The answer should be each line from the entries below that has the word "human" in it.

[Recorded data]
_ _ _ _ _ _ _

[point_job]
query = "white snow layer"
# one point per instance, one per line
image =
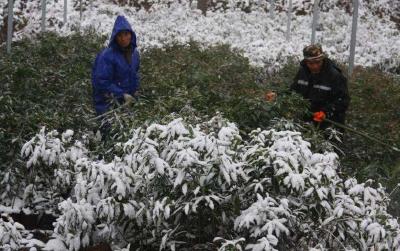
(261, 38)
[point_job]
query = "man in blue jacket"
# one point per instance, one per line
(115, 73)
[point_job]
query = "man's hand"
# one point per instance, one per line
(128, 98)
(319, 116)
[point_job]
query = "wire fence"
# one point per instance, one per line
(271, 9)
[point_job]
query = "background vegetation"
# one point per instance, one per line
(46, 82)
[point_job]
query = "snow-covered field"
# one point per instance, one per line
(261, 38)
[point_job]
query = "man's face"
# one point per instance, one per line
(314, 65)
(124, 38)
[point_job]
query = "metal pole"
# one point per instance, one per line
(353, 37)
(315, 20)
(43, 15)
(272, 6)
(10, 25)
(80, 11)
(289, 14)
(65, 11)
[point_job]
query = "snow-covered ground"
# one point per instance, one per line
(261, 38)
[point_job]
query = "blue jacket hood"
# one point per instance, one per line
(121, 24)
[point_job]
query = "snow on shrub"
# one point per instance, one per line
(179, 185)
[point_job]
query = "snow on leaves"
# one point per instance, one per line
(177, 178)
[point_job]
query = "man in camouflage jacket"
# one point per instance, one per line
(321, 82)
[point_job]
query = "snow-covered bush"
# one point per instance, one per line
(178, 185)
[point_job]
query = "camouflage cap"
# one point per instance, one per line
(313, 52)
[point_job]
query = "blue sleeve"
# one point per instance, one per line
(105, 77)
(137, 80)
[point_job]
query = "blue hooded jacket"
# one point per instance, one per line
(112, 75)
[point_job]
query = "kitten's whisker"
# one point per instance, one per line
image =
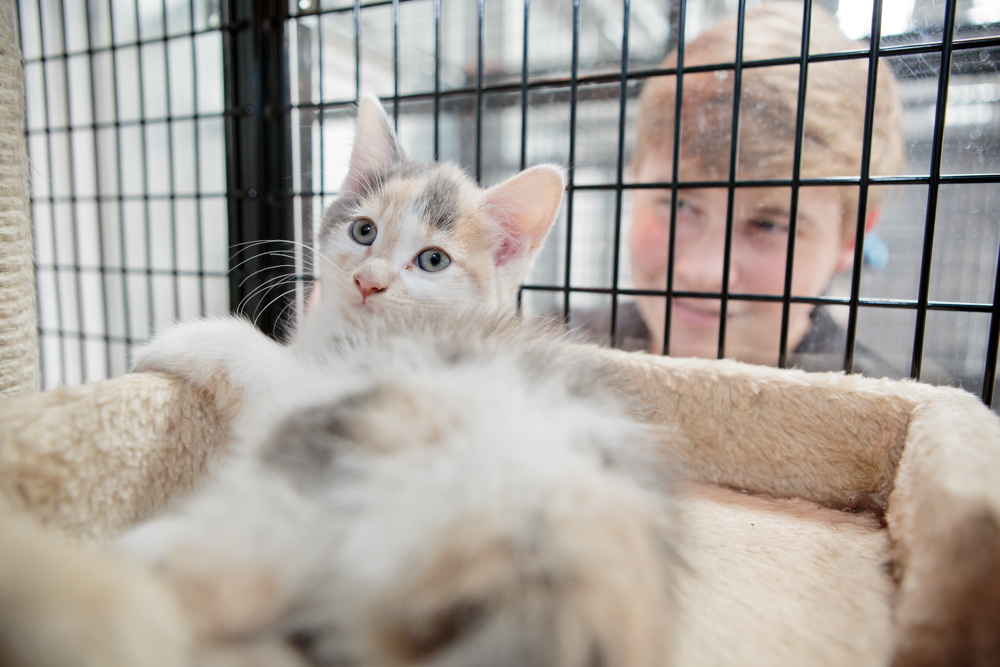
(270, 253)
(269, 268)
(268, 305)
(264, 288)
(306, 262)
(241, 247)
(268, 284)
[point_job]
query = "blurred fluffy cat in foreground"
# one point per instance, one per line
(419, 478)
(432, 492)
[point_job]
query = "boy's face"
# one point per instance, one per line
(757, 262)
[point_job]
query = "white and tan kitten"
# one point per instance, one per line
(452, 492)
(401, 235)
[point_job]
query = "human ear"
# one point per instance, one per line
(846, 259)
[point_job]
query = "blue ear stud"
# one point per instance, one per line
(876, 251)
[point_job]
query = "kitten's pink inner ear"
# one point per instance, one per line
(375, 143)
(524, 209)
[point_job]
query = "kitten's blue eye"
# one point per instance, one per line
(433, 259)
(364, 231)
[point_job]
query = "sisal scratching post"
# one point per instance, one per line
(18, 315)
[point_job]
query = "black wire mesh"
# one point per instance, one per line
(124, 135)
(497, 86)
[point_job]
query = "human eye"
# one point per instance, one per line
(769, 226)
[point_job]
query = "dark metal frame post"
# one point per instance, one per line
(258, 151)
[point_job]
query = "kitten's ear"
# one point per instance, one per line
(375, 143)
(523, 209)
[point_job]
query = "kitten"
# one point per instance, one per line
(401, 234)
(436, 491)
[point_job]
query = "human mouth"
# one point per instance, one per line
(695, 314)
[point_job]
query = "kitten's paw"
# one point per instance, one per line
(226, 357)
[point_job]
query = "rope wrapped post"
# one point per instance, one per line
(19, 372)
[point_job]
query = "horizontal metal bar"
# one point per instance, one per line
(903, 304)
(129, 45)
(71, 268)
(79, 335)
(112, 125)
(345, 10)
(99, 199)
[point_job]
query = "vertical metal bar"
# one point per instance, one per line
(52, 208)
(31, 216)
(120, 181)
(97, 199)
(357, 49)
(620, 172)
(170, 164)
(793, 209)
(72, 199)
(866, 144)
(258, 143)
(675, 175)
(733, 158)
(197, 163)
(395, 64)
(524, 94)
(322, 109)
(145, 171)
(480, 15)
(437, 80)
(990, 373)
(307, 121)
(944, 75)
(570, 188)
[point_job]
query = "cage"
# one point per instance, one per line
(183, 151)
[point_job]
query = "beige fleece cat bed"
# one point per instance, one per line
(771, 581)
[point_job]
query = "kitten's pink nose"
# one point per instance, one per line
(368, 285)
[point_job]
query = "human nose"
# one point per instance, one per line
(699, 261)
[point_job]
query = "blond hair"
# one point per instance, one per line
(832, 140)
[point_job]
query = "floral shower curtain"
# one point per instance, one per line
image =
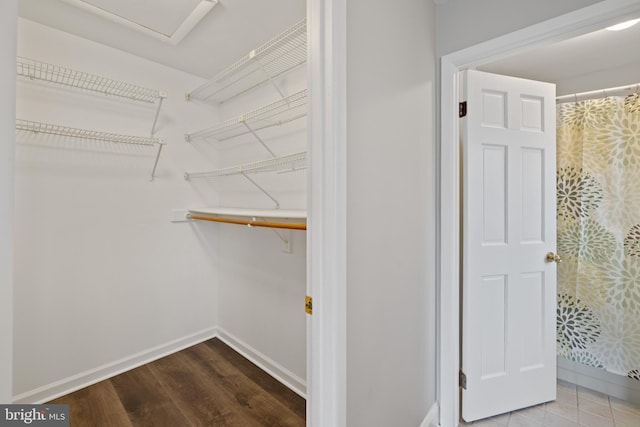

_ _ _ _ _ _ _

PROBLEM SOLUTION.
query = "human ear"
query = "human eye"
query = "human mouth"
query = "human nose"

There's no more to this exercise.